-- START Dataset extract --

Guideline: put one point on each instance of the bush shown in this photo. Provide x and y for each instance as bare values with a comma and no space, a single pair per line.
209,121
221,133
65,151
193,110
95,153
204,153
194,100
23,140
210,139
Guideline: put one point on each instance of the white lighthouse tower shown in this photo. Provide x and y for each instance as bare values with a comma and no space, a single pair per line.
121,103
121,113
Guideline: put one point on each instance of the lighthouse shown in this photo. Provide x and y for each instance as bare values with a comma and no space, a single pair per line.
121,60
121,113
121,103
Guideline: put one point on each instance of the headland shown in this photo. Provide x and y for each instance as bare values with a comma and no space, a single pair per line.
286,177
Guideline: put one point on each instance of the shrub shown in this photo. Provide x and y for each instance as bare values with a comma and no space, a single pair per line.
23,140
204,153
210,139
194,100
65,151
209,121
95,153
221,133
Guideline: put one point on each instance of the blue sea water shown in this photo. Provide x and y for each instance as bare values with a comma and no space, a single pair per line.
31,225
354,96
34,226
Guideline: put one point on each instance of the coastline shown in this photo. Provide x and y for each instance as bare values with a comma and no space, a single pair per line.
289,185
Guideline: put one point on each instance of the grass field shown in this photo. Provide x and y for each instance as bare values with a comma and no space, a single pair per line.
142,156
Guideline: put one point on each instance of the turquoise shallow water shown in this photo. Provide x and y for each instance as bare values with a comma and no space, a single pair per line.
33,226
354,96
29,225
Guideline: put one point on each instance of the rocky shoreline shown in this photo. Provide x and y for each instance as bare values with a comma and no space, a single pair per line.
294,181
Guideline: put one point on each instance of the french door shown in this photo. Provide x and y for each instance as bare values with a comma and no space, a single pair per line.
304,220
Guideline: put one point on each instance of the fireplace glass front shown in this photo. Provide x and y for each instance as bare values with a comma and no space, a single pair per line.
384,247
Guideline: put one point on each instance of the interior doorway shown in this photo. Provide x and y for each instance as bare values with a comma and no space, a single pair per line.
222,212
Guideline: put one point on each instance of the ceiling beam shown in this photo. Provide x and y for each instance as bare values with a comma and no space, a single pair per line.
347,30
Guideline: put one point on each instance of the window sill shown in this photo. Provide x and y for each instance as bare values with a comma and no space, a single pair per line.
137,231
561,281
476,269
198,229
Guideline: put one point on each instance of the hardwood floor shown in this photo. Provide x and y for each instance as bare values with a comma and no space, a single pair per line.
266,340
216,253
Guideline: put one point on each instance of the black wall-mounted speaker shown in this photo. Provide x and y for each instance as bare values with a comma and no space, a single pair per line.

-- END Dataset extract --

**Objective:** Please copy every line without any change, starting with the line that contains "Guideline: put one point on each instance of the hardwood" and continuing through the end of the records, with that first line included.

**Solved problem:**
Guideline: put one point on each instance of the hardwood floor shown in this photo. Provide x and y for each instance as bare values with a comma and no space, a single pair per line.
266,340
216,253
Guideline: put one point on each instance of the black wall-mounted speaker shown in this photo. Provide x and y for each instance as bare values with a comma and no space, a single pair per line.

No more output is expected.